Excerpts from a point labeling dataset:

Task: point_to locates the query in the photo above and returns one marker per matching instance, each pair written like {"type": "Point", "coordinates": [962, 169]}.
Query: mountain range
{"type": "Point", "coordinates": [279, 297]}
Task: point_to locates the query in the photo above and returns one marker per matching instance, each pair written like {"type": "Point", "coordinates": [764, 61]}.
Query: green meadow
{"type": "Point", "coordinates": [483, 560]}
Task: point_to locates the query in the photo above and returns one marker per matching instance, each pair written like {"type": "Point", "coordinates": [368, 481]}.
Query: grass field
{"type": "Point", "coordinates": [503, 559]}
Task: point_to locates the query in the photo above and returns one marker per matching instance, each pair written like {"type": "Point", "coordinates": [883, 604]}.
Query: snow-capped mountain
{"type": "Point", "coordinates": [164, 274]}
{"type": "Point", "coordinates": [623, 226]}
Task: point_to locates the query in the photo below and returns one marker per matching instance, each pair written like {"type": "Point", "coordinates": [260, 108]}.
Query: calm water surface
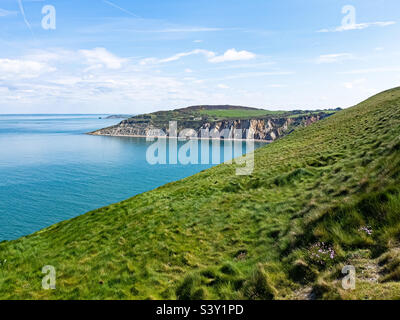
{"type": "Point", "coordinates": [51, 171]}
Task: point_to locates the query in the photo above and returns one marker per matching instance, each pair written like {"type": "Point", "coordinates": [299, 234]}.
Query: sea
{"type": "Point", "coordinates": [51, 170]}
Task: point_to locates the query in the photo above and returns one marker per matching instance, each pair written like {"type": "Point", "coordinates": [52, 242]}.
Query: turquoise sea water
{"type": "Point", "coordinates": [51, 171]}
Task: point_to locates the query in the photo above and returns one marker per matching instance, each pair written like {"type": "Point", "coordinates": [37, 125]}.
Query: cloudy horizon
{"type": "Point", "coordinates": [132, 57]}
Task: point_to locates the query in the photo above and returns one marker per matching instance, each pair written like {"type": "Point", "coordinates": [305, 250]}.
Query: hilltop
{"type": "Point", "coordinates": [325, 196]}
{"type": "Point", "coordinates": [266, 125]}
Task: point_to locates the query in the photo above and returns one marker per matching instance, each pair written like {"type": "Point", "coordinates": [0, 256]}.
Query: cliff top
{"type": "Point", "coordinates": [326, 196]}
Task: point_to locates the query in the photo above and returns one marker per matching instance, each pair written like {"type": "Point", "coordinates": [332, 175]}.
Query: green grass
{"type": "Point", "coordinates": [239, 113]}
{"type": "Point", "coordinates": [251, 113]}
{"type": "Point", "coordinates": [216, 235]}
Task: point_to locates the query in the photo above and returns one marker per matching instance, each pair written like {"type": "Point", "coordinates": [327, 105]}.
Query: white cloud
{"type": "Point", "coordinates": [207, 54]}
{"type": "Point", "coordinates": [359, 26]}
{"type": "Point", "coordinates": [4, 13]}
{"type": "Point", "coordinates": [14, 68]}
{"type": "Point", "coordinates": [100, 57]}
{"type": "Point", "coordinates": [351, 84]}
{"type": "Point", "coordinates": [233, 55]}
{"type": "Point", "coordinates": [332, 58]}
{"type": "Point", "coordinates": [229, 55]}
{"type": "Point", "coordinates": [371, 70]}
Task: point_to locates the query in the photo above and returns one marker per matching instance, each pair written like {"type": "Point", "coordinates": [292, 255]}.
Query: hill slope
{"type": "Point", "coordinates": [325, 196]}
{"type": "Point", "coordinates": [266, 125]}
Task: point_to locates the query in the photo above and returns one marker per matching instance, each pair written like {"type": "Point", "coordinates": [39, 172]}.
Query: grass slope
{"type": "Point", "coordinates": [218, 235]}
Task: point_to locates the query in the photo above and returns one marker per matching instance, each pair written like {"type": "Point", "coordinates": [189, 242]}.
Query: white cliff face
{"type": "Point", "coordinates": [259, 129]}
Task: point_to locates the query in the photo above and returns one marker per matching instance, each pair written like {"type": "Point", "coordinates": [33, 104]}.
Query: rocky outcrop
{"type": "Point", "coordinates": [266, 129]}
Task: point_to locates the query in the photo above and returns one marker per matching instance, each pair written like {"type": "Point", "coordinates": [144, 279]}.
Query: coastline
{"type": "Point", "coordinates": [181, 139]}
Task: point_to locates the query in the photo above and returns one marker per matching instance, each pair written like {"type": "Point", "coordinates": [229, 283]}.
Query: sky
{"type": "Point", "coordinates": [130, 56]}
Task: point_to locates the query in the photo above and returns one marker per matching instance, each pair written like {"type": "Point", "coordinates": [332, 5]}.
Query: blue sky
{"type": "Point", "coordinates": [119, 56]}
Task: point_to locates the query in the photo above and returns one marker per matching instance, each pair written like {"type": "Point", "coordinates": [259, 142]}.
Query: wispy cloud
{"type": "Point", "coordinates": [120, 8]}
{"type": "Point", "coordinates": [229, 55]}
{"type": "Point", "coordinates": [21, 8]}
{"type": "Point", "coordinates": [333, 58]}
{"type": "Point", "coordinates": [352, 84]}
{"type": "Point", "coordinates": [233, 55]}
{"type": "Point", "coordinates": [4, 13]}
{"type": "Point", "coordinates": [359, 26]}
{"type": "Point", "coordinates": [371, 70]}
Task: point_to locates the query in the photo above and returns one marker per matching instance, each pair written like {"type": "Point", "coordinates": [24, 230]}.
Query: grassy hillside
{"type": "Point", "coordinates": [322, 197]}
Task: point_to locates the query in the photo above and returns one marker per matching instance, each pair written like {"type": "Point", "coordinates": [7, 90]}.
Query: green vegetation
{"type": "Point", "coordinates": [325, 196]}
{"type": "Point", "coordinates": [254, 113]}
{"type": "Point", "coordinates": [239, 113]}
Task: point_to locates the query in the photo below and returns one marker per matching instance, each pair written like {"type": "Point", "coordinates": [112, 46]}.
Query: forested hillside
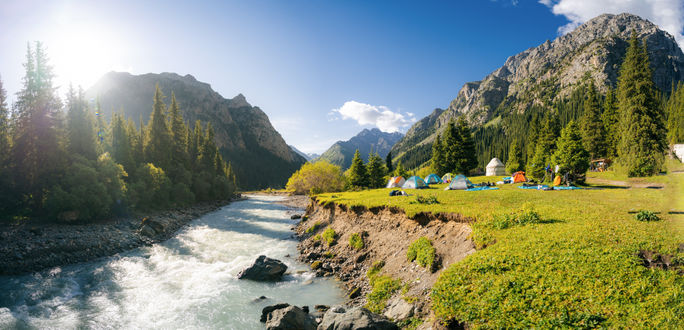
{"type": "Point", "coordinates": [64, 161]}
{"type": "Point", "coordinates": [244, 134]}
{"type": "Point", "coordinates": [551, 83]}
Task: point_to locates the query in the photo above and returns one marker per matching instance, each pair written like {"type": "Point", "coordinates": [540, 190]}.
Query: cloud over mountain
{"type": "Point", "coordinates": [379, 116]}
{"type": "Point", "coordinates": [667, 14]}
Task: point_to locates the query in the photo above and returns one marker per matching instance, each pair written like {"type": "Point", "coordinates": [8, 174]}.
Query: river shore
{"type": "Point", "coordinates": [34, 245]}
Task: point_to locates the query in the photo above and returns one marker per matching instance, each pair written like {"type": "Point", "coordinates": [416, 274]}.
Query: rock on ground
{"type": "Point", "coordinates": [290, 318]}
{"type": "Point", "coordinates": [264, 269]}
{"type": "Point", "coordinates": [356, 318]}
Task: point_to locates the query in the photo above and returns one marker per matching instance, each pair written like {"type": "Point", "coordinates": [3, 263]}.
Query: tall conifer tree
{"type": "Point", "coordinates": [610, 118]}
{"type": "Point", "coordinates": [593, 133]}
{"type": "Point", "coordinates": [642, 144]}
{"type": "Point", "coordinates": [358, 175]}
{"type": "Point", "coordinates": [159, 142]}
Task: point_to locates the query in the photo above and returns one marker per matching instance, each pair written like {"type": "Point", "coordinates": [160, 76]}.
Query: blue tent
{"type": "Point", "coordinates": [414, 182]}
{"type": "Point", "coordinates": [432, 179]}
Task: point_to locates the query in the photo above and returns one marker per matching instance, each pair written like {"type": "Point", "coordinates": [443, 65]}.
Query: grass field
{"type": "Point", "coordinates": [578, 268]}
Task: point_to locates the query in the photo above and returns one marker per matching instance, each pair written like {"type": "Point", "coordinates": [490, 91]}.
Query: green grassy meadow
{"type": "Point", "coordinates": [579, 268]}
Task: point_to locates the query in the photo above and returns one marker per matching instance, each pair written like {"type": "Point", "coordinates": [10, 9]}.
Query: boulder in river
{"type": "Point", "coordinates": [290, 318]}
{"type": "Point", "coordinates": [354, 318]}
{"type": "Point", "coordinates": [268, 309]}
{"type": "Point", "coordinates": [264, 269]}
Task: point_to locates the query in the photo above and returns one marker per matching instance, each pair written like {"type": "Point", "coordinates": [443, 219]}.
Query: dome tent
{"type": "Point", "coordinates": [459, 182]}
{"type": "Point", "coordinates": [395, 182]}
{"type": "Point", "coordinates": [432, 179]}
{"type": "Point", "coordinates": [414, 182]}
{"type": "Point", "coordinates": [446, 178]}
{"type": "Point", "coordinates": [495, 168]}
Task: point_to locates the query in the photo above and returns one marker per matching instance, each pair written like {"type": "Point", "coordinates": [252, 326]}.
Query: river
{"type": "Point", "coordinates": [188, 281]}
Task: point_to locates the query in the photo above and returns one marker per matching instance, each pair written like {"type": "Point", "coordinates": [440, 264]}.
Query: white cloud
{"type": "Point", "coordinates": [379, 116]}
{"type": "Point", "coordinates": [667, 14]}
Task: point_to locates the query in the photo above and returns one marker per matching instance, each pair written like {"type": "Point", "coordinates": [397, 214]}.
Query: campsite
{"type": "Point", "coordinates": [588, 236]}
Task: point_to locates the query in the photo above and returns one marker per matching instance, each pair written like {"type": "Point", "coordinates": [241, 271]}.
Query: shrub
{"type": "Point", "coordinates": [313, 228]}
{"type": "Point", "coordinates": [647, 216]}
{"type": "Point", "coordinates": [526, 215]}
{"type": "Point", "coordinates": [316, 178]}
{"type": "Point", "coordinates": [383, 288]}
{"type": "Point", "coordinates": [356, 241]}
{"type": "Point", "coordinates": [422, 251]}
{"type": "Point", "coordinates": [425, 200]}
{"type": "Point", "coordinates": [329, 236]}
{"type": "Point", "coordinates": [374, 270]}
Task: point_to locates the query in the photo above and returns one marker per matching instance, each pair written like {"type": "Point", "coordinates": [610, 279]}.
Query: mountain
{"type": "Point", "coordinates": [545, 76]}
{"type": "Point", "coordinates": [342, 152]}
{"type": "Point", "coordinates": [309, 157]}
{"type": "Point", "coordinates": [244, 134]}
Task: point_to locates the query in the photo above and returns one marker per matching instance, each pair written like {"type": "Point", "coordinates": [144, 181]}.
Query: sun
{"type": "Point", "coordinates": [80, 55]}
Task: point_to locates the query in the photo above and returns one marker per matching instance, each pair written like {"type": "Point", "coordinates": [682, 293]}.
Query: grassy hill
{"type": "Point", "coordinates": [582, 263]}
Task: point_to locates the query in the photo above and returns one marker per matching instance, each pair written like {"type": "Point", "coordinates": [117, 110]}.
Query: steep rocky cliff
{"type": "Point", "coordinates": [244, 134]}
{"type": "Point", "coordinates": [342, 152]}
{"type": "Point", "coordinates": [551, 71]}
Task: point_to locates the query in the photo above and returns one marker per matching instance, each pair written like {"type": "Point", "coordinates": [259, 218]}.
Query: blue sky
{"type": "Point", "coordinates": [302, 62]}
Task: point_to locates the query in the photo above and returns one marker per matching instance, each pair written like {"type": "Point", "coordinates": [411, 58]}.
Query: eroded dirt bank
{"type": "Point", "coordinates": [387, 234]}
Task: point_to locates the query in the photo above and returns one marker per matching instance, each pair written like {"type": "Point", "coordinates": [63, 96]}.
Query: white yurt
{"type": "Point", "coordinates": [496, 168]}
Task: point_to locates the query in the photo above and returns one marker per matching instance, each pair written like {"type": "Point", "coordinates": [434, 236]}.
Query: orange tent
{"type": "Point", "coordinates": [518, 177]}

» WHAT THE EXERCISE ASKS
Gather every line above that contains the string "white", matching its case exactly.

» FULL RESPONSE
Query: white cloud
Query: white cliff face
Query: white cloud
Query: white yurt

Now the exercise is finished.